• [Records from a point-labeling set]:
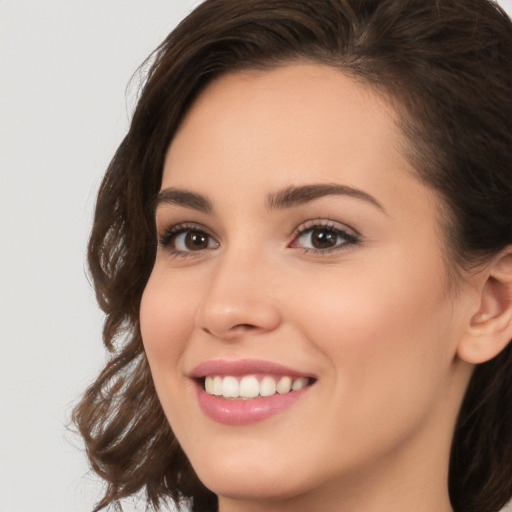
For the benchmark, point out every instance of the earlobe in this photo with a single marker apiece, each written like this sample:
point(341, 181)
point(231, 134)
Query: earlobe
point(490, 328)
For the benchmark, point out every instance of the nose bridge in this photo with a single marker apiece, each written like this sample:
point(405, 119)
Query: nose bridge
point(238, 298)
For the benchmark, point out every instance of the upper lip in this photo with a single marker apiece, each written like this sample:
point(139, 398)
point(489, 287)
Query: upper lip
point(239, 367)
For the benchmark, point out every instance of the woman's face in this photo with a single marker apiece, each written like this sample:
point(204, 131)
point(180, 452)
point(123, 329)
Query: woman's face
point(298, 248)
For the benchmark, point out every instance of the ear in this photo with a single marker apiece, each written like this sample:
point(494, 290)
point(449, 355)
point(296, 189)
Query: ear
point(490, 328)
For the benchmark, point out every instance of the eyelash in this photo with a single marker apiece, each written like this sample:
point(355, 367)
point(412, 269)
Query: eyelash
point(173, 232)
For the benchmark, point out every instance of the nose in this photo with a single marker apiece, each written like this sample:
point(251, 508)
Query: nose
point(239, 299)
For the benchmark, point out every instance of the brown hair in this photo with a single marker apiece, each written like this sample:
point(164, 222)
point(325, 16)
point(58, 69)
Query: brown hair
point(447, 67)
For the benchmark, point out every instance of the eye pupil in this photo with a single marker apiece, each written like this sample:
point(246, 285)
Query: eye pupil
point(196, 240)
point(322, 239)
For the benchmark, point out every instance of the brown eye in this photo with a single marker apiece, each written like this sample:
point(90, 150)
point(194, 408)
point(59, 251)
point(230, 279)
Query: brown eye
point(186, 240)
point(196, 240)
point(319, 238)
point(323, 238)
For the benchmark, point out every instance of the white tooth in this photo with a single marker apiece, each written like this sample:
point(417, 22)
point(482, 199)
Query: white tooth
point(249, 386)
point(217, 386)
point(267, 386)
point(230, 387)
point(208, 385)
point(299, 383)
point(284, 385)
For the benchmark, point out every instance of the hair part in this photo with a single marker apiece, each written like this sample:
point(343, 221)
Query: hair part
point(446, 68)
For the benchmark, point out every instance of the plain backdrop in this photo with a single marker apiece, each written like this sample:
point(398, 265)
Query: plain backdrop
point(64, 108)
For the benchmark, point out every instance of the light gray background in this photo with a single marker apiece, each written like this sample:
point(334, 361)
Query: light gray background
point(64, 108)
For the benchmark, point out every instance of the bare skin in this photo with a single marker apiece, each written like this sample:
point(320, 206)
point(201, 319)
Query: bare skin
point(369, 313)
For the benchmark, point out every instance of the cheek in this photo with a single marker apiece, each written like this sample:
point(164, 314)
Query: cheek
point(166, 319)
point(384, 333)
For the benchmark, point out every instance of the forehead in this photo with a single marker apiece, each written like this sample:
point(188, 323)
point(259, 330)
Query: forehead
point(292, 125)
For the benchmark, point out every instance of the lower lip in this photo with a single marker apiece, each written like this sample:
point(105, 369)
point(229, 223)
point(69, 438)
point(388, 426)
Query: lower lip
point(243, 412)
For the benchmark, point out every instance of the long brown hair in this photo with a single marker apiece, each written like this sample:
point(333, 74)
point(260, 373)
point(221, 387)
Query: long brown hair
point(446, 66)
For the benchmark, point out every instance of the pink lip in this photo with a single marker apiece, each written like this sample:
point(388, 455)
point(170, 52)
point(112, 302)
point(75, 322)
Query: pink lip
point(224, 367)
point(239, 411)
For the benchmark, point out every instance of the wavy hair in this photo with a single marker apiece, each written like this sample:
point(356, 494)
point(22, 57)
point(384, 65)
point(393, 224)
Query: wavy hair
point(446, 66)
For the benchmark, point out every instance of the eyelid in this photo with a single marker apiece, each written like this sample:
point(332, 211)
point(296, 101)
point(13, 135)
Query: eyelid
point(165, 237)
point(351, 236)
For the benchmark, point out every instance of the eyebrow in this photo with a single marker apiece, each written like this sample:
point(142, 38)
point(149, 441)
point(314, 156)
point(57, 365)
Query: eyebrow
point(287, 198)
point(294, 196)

* * *

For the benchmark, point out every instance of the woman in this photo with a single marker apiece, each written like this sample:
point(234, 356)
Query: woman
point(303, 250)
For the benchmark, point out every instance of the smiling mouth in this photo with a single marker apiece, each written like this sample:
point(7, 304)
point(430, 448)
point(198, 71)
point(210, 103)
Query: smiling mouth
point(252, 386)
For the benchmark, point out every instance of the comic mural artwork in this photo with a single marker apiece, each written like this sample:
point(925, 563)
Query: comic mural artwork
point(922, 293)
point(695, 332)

==

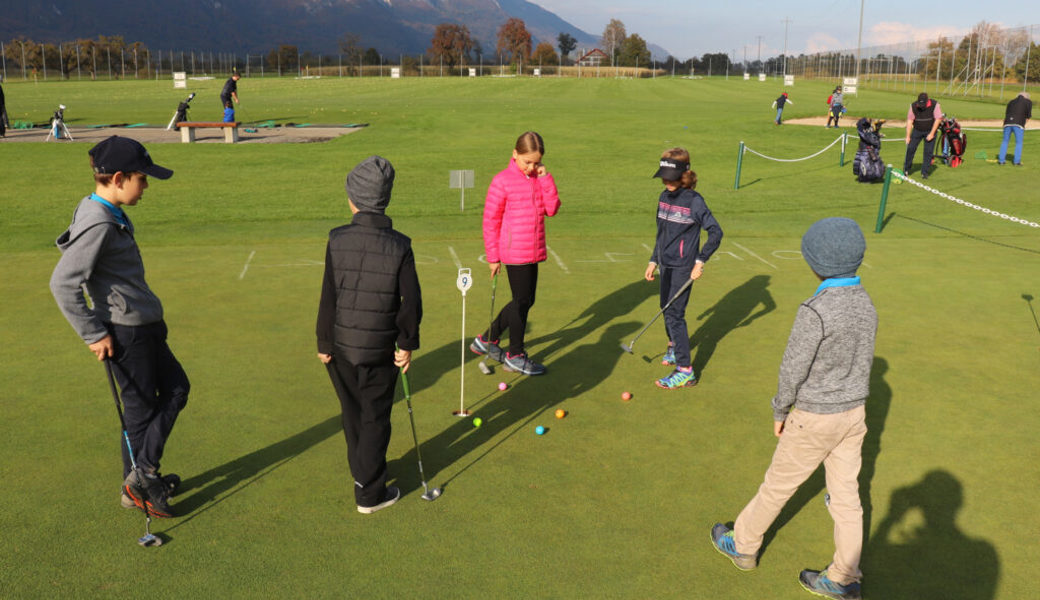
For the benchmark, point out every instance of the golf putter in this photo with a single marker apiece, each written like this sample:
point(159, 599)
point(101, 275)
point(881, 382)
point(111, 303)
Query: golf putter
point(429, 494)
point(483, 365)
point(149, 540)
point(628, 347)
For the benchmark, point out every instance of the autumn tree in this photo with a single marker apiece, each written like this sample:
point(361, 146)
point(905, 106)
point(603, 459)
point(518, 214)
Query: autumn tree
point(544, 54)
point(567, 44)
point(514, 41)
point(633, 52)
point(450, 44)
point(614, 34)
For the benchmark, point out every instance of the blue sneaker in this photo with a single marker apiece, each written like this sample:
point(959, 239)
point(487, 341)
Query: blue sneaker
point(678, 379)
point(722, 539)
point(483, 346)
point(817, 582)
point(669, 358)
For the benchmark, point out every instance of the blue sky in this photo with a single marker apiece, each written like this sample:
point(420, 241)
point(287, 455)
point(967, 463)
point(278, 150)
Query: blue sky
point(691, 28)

• [DO THIS]: Select every line in the records above that contains the word "earlobe", and copy each one out.

• [FULL RESPONSE]:
For the benchmark, point out every instance of the earlobe in this photo with a single marker apiece, each written like this sample:
Query: earlobe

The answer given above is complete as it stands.